▶ [EXERCISE OBJECTIVE] Copy out the staff profile of Dr Wim Van Mierlo below in full, word for word.

▶ [TEXT]
Dr Wim Van Mierlo

  • UG Programme Leader (English)
  • Senior Lecturer in English

Since joining Loughborough in 2015, I have contributed to the teaching on the Publishing and English programmes at undergraduate and postgraduate level. I am Programme Director for Publishing, Digital Lead for the School of the Arts, English and Drama; and co-leader of DH@Lboro, our digital humanities research group.

Although much of my work has hitherto concentrated on 'Modernism' and the early twentieth century, my interests range across the eighteenth, nineteenth and twentieth centuries.  Authors I have published on are William Wordsworth, W. B. Yeats, T. Sturge Moore, James Joyce, Flann O'Brien, Thomas Pynchon and Fred D'aguiar. My primary area of expertise is in the study of literary manuscripts and archives, but I also work on textual scholarship and scholarly editing, reception history, literary history and literary heritage, marginalia, writers' libraries, digital humanities, poetry, Irish studies, and photography.

I am also President of the European Society for Textual Scholarship and Editor of the Society’s journal Variants.

I am the module convener for Introduction to Publishing, Text, Editing and Design; From Print to Digital: Publishing Revolutions; and Authors, Publishers and their Readers, 1700-1939.  I also contribute to Modernisms, How to Do Things with Digital Texts, and Text and Technologies (MA).

I am currently working on three, separate projects: a monograph on James Joyce and his relationship with the Irish Revival; a second book, The Archaeology of the Poem, which aims to understand comparatively how poetic creation works (and is reflected) in the manuscripts of poets from William Wordsworth to Ted Hughes; a scholarly edition (with Chrissie Van Mierlo) of May Sinclair’s The Combined Maze for Edinburgh University Press.

▶ [DATA UNDER STUDY]
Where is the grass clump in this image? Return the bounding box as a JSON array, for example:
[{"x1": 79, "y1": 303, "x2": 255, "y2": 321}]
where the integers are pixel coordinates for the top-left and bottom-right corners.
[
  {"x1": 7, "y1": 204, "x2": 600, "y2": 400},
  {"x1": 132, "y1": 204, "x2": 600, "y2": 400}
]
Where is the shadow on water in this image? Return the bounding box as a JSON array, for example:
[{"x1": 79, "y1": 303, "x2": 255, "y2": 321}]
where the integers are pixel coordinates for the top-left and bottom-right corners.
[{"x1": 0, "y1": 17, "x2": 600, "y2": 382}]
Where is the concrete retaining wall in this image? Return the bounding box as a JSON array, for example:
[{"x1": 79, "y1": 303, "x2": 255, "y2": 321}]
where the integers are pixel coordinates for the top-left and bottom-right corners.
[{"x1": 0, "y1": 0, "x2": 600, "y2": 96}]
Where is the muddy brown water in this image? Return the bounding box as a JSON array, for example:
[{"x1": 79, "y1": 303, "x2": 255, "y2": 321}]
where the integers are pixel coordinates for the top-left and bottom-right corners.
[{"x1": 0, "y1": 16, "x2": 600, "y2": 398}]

* * *

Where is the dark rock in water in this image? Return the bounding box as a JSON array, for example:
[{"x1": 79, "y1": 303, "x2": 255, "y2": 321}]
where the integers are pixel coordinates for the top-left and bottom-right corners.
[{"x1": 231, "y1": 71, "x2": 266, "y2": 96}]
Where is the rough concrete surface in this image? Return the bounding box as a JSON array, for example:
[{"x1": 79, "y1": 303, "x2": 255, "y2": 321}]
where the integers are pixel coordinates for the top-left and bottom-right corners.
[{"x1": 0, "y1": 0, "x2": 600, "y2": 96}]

▶ [WRITTEN SOLUTION]
Dr Wim Van Mierlo

  • UG Programme Leader (English)
  • Senior Lecturer in English

Since joining Loughborough in 2015, I have contributed to the teaching on the Publishing and English programmes at undergraduate and postgraduate level. I am Programme Director for Publishing, Digital Lead for the School of the Arts, English and Drama; and co-leader of DH@Lboro, our digital humanities research group.

Although much of my work has hitherto concentrated on 'Modernism' and the early twentieth century, my interests range across the eighteenth, nineteenth and twentieth centuries.  Authors I have published on are William Wordsworth, W. B. Yeats, T. Sturge Moore, James Joyce, Flann O'Brien, Thomas Pynchon and Fred D'aguiar. My primary area of expertise is in the study of literary manuscripts and archives, but I also work on textual scholarship and scholarly editing, reception history, literary history and literary heritage, marginalia, writers' libraries, digital humanities, poetry, Irish studies, and photography.

I am also President of the European Society for Textual Scholarship and Editor of the Society’s journal Variants.

I am the module convener for Introduction to Publishing, Text, Editing and Design; From Print to Digital: Publishing Revolutions; and Authors, Publishers and their Readers, 1700-1939.  I also contribute to Modernisms, How to Do Things with Digital Texts, and Text and Technologies (MA).

I am currently working on three, separate projects: a monograph on James Joyce and his relationship with the Irish Revival; a second book, The Archaeology of the Poem, which aims to understand comparatively how poetic creation works (and is reflected) in the manuscripts of poets from William Wordsworth to Ted Hughes; a scholarly edition (with Chrissie Van Mierlo) of May Sinclair’s The Combined Maze for Edinburgh University Press.